* **Task statement**
With the pictures removed, set down all of the entries below exactly.

* **Records supplied**
----

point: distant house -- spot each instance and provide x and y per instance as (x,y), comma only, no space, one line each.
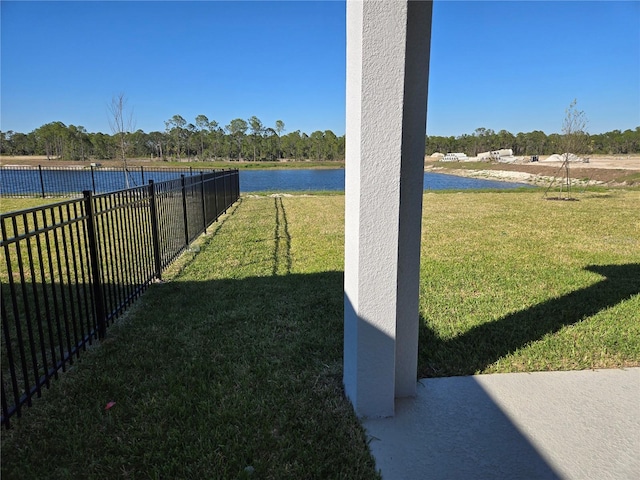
(497,155)
(454,157)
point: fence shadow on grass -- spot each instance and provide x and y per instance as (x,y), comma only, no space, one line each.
(484,344)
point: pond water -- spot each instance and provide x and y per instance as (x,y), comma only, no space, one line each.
(333,179)
(20,181)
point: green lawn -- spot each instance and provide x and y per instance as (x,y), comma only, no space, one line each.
(233,367)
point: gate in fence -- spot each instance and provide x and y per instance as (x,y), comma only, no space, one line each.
(71,268)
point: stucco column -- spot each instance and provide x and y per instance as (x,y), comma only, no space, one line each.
(387,78)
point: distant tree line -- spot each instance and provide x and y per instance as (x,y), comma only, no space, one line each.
(615,142)
(204,139)
(251,140)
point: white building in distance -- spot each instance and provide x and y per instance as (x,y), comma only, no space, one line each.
(454,157)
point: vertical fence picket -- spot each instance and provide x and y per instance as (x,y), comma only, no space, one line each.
(41,181)
(157,256)
(184,212)
(99,310)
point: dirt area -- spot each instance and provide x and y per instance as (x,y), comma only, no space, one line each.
(608,170)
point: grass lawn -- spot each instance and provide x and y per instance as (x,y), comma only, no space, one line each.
(233,367)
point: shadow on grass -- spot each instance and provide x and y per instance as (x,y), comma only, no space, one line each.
(481,346)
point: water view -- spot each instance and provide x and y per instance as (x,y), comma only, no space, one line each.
(333,179)
(59,181)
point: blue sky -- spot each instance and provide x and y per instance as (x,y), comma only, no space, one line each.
(510,65)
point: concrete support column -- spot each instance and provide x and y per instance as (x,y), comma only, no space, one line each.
(387,77)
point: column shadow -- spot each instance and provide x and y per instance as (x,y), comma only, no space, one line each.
(474,350)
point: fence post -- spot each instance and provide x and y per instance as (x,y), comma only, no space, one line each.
(98,298)
(154,230)
(41,180)
(93,181)
(184,211)
(204,206)
(237,186)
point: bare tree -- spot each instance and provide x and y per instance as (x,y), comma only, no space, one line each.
(121,123)
(575,141)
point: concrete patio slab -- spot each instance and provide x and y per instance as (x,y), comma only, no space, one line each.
(544,425)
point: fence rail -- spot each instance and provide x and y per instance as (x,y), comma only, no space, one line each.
(71,268)
(43,181)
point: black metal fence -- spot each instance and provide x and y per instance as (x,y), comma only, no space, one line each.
(26,181)
(71,268)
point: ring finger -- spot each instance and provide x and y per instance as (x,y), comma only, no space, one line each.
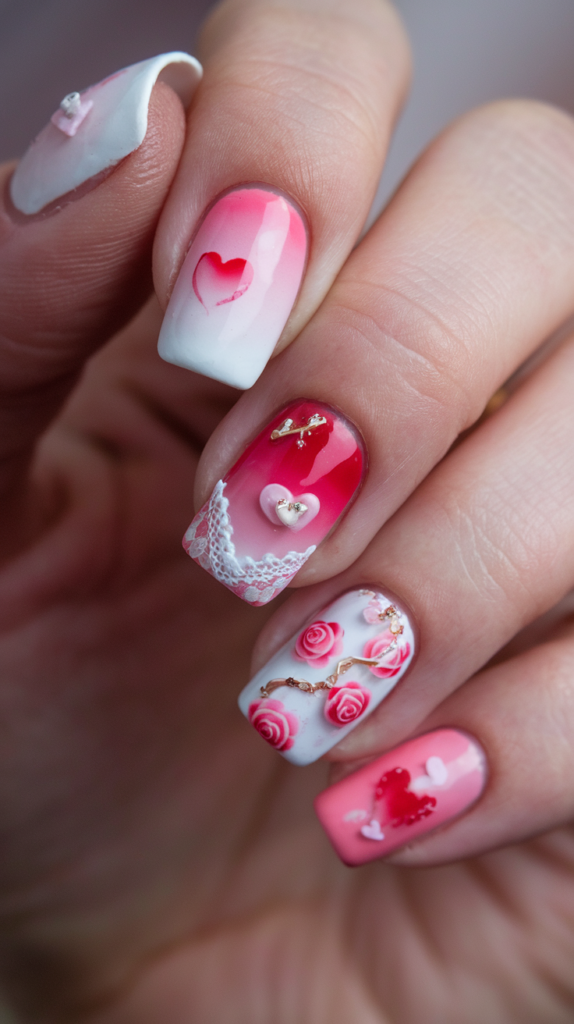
(466,272)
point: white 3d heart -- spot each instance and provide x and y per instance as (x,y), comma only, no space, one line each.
(282,509)
(290,512)
(372,830)
(437,774)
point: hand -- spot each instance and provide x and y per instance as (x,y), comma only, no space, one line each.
(160,861)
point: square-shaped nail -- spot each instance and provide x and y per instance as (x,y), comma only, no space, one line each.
(330,675)
(236,287)
(93,130)
(285,493)
(404,794)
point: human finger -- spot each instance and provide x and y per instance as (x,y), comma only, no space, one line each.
(466,272)
(284,151)
(76,232)
(484,547)
(508,732)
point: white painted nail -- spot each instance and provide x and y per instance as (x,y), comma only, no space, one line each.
(236,287)
(326,679)
(93,130)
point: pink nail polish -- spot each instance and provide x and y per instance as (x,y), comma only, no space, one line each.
(328,677)
(404,794)
(287,492)
(236,287)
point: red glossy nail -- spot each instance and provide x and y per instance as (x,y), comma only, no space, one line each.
(266,517)
(404,794)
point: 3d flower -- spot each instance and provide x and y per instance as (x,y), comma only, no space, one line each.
(274,723)
(392,663)
(318,643)
(346,702)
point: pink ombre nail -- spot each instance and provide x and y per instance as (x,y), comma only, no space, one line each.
(287,492)
(236,287)
(404,794)
(328,677)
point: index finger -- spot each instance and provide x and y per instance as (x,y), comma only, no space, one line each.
(284,150)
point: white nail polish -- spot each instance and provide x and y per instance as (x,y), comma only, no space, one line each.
(93,130)
(325,680)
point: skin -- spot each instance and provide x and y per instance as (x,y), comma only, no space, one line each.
(159,862)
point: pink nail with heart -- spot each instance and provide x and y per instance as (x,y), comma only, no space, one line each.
(285,493)
(236,287)
(404,794)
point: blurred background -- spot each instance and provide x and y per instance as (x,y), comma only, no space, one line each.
(466,52)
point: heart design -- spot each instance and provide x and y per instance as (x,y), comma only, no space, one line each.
(290,512)
(372,830)
(437,774)
(275,501)
(216,283)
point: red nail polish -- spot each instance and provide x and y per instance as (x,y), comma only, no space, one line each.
(278,502)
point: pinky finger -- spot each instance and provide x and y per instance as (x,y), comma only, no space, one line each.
(492,765)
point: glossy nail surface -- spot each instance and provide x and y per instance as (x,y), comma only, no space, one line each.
(330,675)
(236,287)
(404,794)
(93,130)
(278,502)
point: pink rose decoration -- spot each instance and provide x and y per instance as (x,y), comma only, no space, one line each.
(346,702)
(318,643)
(393,662)
(274,723)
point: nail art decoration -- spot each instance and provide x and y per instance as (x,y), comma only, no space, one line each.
(322,677)
(93,130)
(280,507)
(247,536)
(236,286)
(404,794)
(72,113)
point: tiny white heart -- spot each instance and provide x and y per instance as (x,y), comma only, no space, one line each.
(290,512)
(283,516)
(372,830)
(357,814)
(437,774)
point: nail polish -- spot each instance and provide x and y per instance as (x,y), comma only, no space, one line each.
(404,794)
(330,675)
(93,130)
(236,287)
(284,494)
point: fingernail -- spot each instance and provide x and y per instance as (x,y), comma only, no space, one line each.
(236,287)
(266,517)
(330,675)
(404,794)
(93,130)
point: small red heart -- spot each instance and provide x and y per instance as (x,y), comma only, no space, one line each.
(216,283)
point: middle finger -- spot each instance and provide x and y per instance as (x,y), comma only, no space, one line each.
(468,269)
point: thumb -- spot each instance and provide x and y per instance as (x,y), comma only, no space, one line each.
(75,267)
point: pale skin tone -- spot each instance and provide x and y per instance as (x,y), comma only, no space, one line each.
(159,861)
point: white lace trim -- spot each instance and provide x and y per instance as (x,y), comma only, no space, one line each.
(216,552)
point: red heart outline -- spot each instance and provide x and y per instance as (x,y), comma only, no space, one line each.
(216,283)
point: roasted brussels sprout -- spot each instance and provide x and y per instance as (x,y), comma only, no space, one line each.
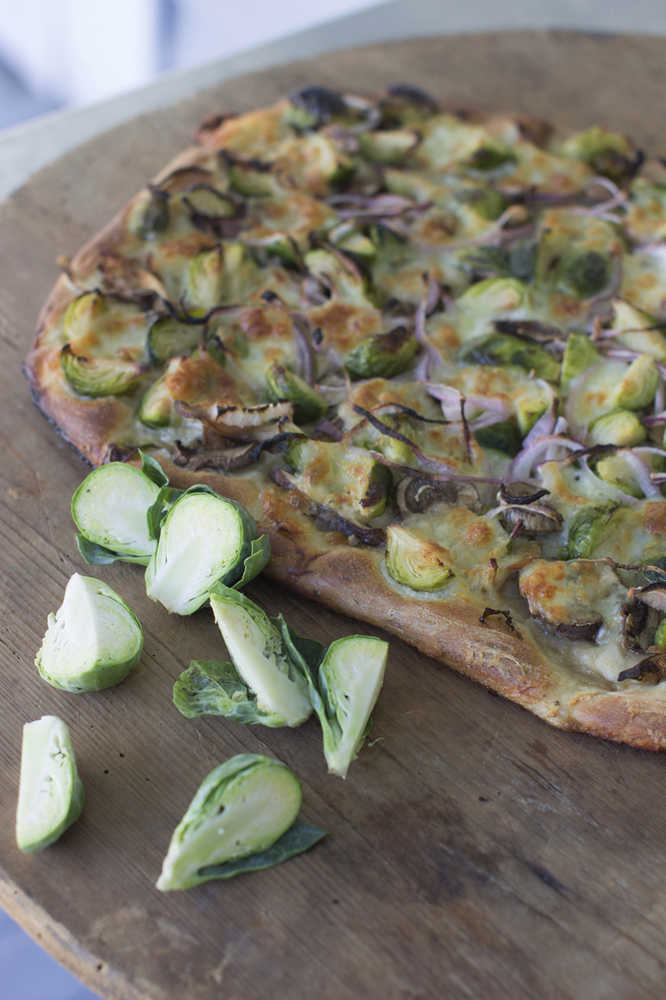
(241,819)
(92,642)
(284,384)
(99,376)
(50,791)
(416,562)
(203,539)
(383,355)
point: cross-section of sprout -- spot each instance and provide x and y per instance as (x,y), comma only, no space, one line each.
(110,510)
(93,641)
(274,684)
(50,790)
(204,539)
(241,819)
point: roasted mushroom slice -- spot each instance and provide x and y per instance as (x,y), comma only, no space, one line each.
(574,598)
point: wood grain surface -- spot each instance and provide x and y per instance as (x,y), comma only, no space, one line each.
(472,851)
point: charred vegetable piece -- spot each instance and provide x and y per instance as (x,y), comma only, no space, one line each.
(503,349)
(285,384)
(170,338)
(382,356)
(203,539)
(416,562)
(346,479)
(579,354)
(586,531)
(572,597)
(92,642)
(110,510)
(620,427)
(99,376)
(50,791)
(639,385)
(241,819)
(344,687)
(261,660)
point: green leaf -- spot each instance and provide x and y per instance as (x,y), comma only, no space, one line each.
(97,555)
(153,470)
(260,554)
(299,838)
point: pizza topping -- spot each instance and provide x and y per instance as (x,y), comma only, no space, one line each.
(50,791)
(203,539)
(261,660)
(92,642)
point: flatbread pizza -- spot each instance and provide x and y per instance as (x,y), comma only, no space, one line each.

----

* **Output of the exercise**
point: distant house -- spot each instance and provide x and y per instance as (x,y), comma only, no space, one line each.
(497,155)
(454,157)
point: fence shadow on grass -- spot each instance and provide x and y per instance as (x,y), comma only, no space, one line each.
(484,344)
point: pond water -- spot each instance and provide x and y per instance as (x,y), comma only, no space, one line each.
(333,179)
(20,181)
point: green lawn -- spot each instance and provide x and y per instance as (x,y), comma only, no space, one line each.
(233,367)
point: gate in fence -- spot each instance and provide x and y per instance as (x,y), comma only, no space, one line each.
(71,268)
point: stucco column -- spot each instance and provide x and y per instance as (x,y), comma only, no space, one line each.
(387,78)
point: distant tree line -- spot each instance and provide x and y per instance as (x,y), comma only, no space, one line each.
(615,142)
(204,139)
(251,140)
point: white building in distance -- spot each instance and provide x and y per instance as (x,y), comma only, no space, one line each.
(454,157)
point: vertical fence picket -- spot each instance and provide x and y per instance as (x,y), comma only, no space, one line each.
(41,181)
(157,256)
(184,212)
(99,310)
point: dirt area -- spot each instance and provide x and y per instance as (x,y), comma only, no space, one line each.
(608,170)
point: grass lawn -- spot each instance and provide x and y per instance as (x,y), comma only, no space, one line each.
(233,367)
point: shadow on grass -- spot each instance and provide x and y per instance as (x,y), comma only, no space, one line each.
(481,346)
point: water view -- spot each instance and provide x and y per instance as (x,y), comma only, no space, one line each.
(333,179)
(59,181)
point: blue sky -- spot each instance and provide x and y per instance as (x,y), comma only, no space, one line each.
(510,65)
point: concrete support column -- spot each instance and provide x and y per instance as (x,y), comma only, no space, one line each.
(387,77)
point: column shadow -- spot each instance and provide x and y per instance as (x,y), comma only, no space, one line each.
(474,350)
point: fence post -- spot each instance and provide x and y per instance as (x,y), comma only, no space, one line each.
(98,298)
(154,230)
(41,180)
(93,181)
(184,211)
(204,206)
(237,186)
point: bare tree -- spot each instance and provide x and y per instance as (x,y), comma only, no space, one line each.
(121,123)
(575,141)
point: concrete patio slab -- spot each instance and provide x and y per instance as (x,y), comma only, no space, one line each.
(544,425)
point: fence rail -- spot each instance and provide x and y per instance as (x,y), comma only, no space, one line each.
(71,268)
(43,181)
point: black metal fence -- spot each instance and provide x and y per instance as (x,y), comma only, no space, one line each.
(26,181)
(71,268)
point: ring finger -- spot each instance and provide x and y per instance as (x,y), comma only, no space, one line each.
(466,272)
point: white 3d heart -- spot each instance and provide x and y per instance as (x,y), comma only, no space, one line each.
(282,509)
(290,512)
(372,830)
(437,774)
point: hand -- spot each instance and provide x and y per instance as (x,y), comma only, no space, one line each.
(160,861)
point: square-shaped nail -- spot each instance and provide x and y per instance as (x,y), comma only, no space, one line each.
(330,675)
(236,287)
(93,130)
(285,493)
(404,794)
point: human finger -- spot each instance and provide x and y per instance as (x,y), comma only, no space, one line each.
(466,272)
(284,151)
(76,232)
(484,547)
(508,732)
point: white painted nail -- spot each instance and provide x and y per instance as (x,y), comma only, no space, one line each.
(236,287)
(326,679)
(93,130)
point: pink nail polish -- spot each instance and provide x and y per instance as (x,y), comma only, no space, one line each.
(328,677)
(404,794)
(287,492)
(236,287)
point: red glossy nail -- spot each instance and provide x and y per instance as (x,y), comma only, no space, one line each.
(266,517)
(404,794)
point: 3d flower -- spot each instance and provide x and y per instance as (x,y), comma only, no space, one line each.
(274,723)
(392,663)
(318,643)
(346,702)
point: pink ombre nail -- spot each instance and provide x and y per instance as (x,y), comma only, no space, one line each.
(287,492)
(236,287)
(404,794)
(328,677)
point: index finger -- spot each instance and provide x and y per instance as (x,y), comma only, no space, one line each.
(284,150)
point: white nail polish -- spot each instance and provide x and y per instance as (x,y), comma only, no space, one line each.
(93,130)
(325,680)
point: skin -- spot each instance and provide x and y per instance as (x,y), comma only, no space, one line each.
(159,862)
point: pink nail with heart -- spot each instance and provide x and y per instance as (x,y), comma only, no space, one line each.
(285,493)
(236,287)
(404,794)
point: blurred background -- spot each instance and provide x and y per instance as (x,y), comma only, no space, one line each.
(466,52)
point: heart design -- spot each instance and provide x and y per instance as (x,y), comma only, no space, one line each.
(290,512)
(372,830)
(437,774)
(275,501)
(216,283)
point: red nail polish -- spot each instance and provide x and y per instance as (x,y), comma only, no space, one line each.
(278,502)
point: pinky finger -- spot each instance and provide x and y per instance as (x,y), comma only, no space, one line each.
(492,765)
point: glossy nail surface -- spot each instance and provide x and y per instance as (x,y), comma only, no space, one line each.
(330,675)
(236,287)
(404,794)
(93,130)
(278,502)
point: pink rose decoration -- spot each instance and provide x and y per instance as (x,y), comma only, no space, one line each.
(346,702)
(318,643)
(393,662)
(274,723)
point: nail art decoration -- spot each instance and provide x and y per instance as (x,y), comma only, no space, one line each.
(322,677)
(93,130)
(280,507)
(247,536)
(236,286)
(404,794)
(72,113)
point: tiny white heart -- spot each instance and provide x and y per instance as (x,y), comma only, no space, one line each.
(290,512)
(283,516)
(372,830)
(357,814)
(437,774)
point: nail polish -- spot each instance and provide x and y per instance as (x,y), comma only, no space, one line each.
(404,794)
(330,675)
(93,130)
(236,287)
(284,494)
point: fingernail -- spot each instance and provide x and y per instance as (x,y), comma only, no space, one line each.
(236,287)
(266,517)
(330,675)
(404,794)
(93,130)
point: small red heart -- spot each instance and provide x and y per instance as (x,y), comma only, no space, one line each.
(216,283)
point: middle finger -- spot each instance and provide x and y per instance as (x,y), comma only, no space, one line each.
(468,269)
point: thumb -- spot each instance and provide x and y per instance as (x,y), comma only, no space, one line each.
(75,267)
point: pale skin tone -- spot each instance and provide x and y per instance as (x,y), comma only, no space, one line each.
(159,861)
point: white lace trim -- spot each instance and provide x and y per instance as (x,y), comma only, no space, one line each.
(216,552)
point: red heart outline -- spot each instance and provide x and y per instance as (x,y), comma only, no space, one line each.
(216,283)
point: roasted brussels sprout -- spot each instance and provide x and y per instance as (x,y), comma only, no space, one line each.
(241,819)
(92,642)
(284,384)
(99,376)
(50,791)
(416,562)
(203,539)
(383,355)
point: cross-section of sprout -- spot each instance and provide x and y per instance as (x,y), comma only, no space, one line each.
(110,510)
(93,641)
(274,684)
(50,790)
(204,539)
(241,819)
point: roasted mushroom slice -- spot each instance and provide x and y per instance as (x,y), comma only, no space, one line each.
(574,598)
point: wood grain surface -- spot each instance and provide x and y per instance as (x,y), comma only, no space, one line each.
(472,851)
point: charred vegetable piece -- spot each instance and provide x and y per instance as (x,y), comma only, no space, one line each.
(503,349)
(285,384)
(170,338)
(382,356)
(203,539)
(416,562)
(346,479)
(579,354)
(586,531)
(572,597)
(92,642)
(110,510)
(620,427)
(99,376)
(50,791)
(639,385)
(241,819)
(344,687)
(261,660)
point: green leaf -- spot each instance and provide x and y per instance as (x,y), comma only, no space, one line each.
(97,555)
(153,470)
(260,554)
(299,838)
point: pizza topping -- spot each instance and provide x and y per instance as (x,y), comma only, no space, one line each.
(50,791)
(203,539)
(261,660)
(92,642)
point: flatbread pizza -- spot each instance and provide x and y per instance as (x,y), comma only, no space, one line each.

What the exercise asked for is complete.